__O QUE PRODUZIR__:
Responda às perguntas abaixo com base na notícia sobre a escassez de divisas.
1. A importação de que bens é dificultada pela falta de divisas nos bancos comerciais?
2. Onde se localiza a maioria dos fornecedores estrangeiros que receberão os pagamentos?
3. Segundo a notícia, quem conduz tradicionalmente as transações internacionais no sistema financeiro?

__DOCUMENTO DE ORIGEM__:
———
Divisas Escassas Levam Banco Central a Intervenção Inédita na Saúde

Maputo (O Destaque)-
Em um cenário de crescente pressão econômica, a falta de moeda estrangeira no país tem forçado o Banco de Moçambique (BM) a adoptar uma postura incomum no setor da saúde. A escassez de divisas nos bancos comerciais, um obstáculo para a importação de medicamentos e equipamentos médicos essenciais, levou o regulador financeiro a assumir temporariamente o papel de intermediário de pagamentos internacionais.

A medida, anunciada após um encontro com o Ministro da Saúde, Ussene Hilário Isse, direciona os importadores a encaminharem suas necessidades de pagamento directamente à Central de Medicamentos. Este órgão, utilizando sua conta em moeda estrangeira no próprio Banco de Moçambique, realizará os pagamentos aos fornecedores estrangeiros, maioritariamente localizados na Índia.

Essa intervenção directa do banco central, embora vista como uma solução emergencial, representa um desvio da dinâmica tradicional do sistema financeiro, onde as transações internacionais são conduzidas pelos bancos comerciais. A iniciativa levanta questionamentos sobre a capacidade do BM de sustentar essa função operacional e as possíveis implicações para o futuro do mercado cambial.
———
__MATERIAL FORNECIDO__:
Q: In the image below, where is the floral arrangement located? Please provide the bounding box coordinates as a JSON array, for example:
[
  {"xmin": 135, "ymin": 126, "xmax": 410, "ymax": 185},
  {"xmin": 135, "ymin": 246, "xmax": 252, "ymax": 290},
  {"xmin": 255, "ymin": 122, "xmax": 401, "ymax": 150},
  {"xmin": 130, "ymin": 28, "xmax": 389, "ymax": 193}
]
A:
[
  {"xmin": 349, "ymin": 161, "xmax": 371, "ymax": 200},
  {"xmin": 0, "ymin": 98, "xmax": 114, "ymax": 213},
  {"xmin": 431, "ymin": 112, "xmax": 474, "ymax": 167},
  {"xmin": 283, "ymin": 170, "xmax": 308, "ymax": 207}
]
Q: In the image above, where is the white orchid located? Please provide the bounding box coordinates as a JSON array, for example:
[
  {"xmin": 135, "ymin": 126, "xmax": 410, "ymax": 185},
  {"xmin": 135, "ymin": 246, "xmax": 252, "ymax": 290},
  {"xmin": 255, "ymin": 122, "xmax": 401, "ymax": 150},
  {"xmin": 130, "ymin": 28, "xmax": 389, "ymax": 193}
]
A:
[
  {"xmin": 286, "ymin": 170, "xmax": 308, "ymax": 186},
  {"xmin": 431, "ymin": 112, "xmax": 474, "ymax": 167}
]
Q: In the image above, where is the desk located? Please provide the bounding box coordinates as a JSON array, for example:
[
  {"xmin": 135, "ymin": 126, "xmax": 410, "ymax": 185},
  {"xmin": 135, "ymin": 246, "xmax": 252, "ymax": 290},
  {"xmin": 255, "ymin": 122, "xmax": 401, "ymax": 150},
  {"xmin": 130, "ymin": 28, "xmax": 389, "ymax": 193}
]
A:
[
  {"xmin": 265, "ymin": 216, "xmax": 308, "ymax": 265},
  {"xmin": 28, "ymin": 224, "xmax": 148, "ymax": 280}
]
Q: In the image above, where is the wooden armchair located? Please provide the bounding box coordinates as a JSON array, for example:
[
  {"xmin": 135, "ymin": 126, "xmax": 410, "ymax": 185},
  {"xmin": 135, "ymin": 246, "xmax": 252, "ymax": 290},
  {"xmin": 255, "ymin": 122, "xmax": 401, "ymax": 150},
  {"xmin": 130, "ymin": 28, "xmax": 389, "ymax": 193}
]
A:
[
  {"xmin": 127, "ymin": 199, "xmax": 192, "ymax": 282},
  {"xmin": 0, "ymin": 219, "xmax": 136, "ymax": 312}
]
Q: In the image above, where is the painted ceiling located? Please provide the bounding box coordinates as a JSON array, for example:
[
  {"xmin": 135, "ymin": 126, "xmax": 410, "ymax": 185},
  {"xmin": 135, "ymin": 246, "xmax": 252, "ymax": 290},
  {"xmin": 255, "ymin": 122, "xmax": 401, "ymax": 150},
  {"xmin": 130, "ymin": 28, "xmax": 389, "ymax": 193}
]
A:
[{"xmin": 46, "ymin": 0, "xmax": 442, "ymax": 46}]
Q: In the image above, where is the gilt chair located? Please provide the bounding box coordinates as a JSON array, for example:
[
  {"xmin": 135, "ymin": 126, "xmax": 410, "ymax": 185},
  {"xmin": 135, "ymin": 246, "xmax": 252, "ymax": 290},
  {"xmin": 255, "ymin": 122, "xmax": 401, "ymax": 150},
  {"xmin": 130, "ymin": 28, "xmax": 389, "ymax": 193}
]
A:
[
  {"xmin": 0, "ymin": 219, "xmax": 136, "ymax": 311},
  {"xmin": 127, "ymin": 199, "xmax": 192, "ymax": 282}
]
———
__SOLUÇÃO DO EXERCÍCIO__:
1. A falta de divisas dificulta a importação de medicamentos e equipamentos médicos essenciais.
2. A maioria dos fornecedores estrangeiros localiza-se na Índia.
3. Tradicionalmente, as transações internacionais são conduzidas pelos bancos comerciais.